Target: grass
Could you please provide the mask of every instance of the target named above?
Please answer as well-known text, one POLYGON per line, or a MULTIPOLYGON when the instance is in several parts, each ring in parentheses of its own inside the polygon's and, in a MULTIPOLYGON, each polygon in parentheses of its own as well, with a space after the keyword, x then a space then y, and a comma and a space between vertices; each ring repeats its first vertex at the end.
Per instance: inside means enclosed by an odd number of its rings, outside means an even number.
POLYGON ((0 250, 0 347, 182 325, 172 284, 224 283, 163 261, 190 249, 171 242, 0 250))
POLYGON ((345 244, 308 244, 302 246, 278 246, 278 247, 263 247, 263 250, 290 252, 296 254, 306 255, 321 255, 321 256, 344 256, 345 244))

### Work instructions
Your task is to set down only the lines that run from the opening of the listing to the line with "Please answer as", both ends included, each unchanged.

### Written answer
Target: grass
Could you please provide the mask of every instance of the target named above?
Please answer as well-known text, one POLYGON per line, or a MULTIPOLYGON when the instance is in several parts, each ring in parentheses of its own inside the polygon's and, in a MULTIPOLYGON, each polygon in parentheses of its own as well, with a space after the keyword, x then a space then y, and a comma and a space between vertices; each ring repeats its first vertex at the end.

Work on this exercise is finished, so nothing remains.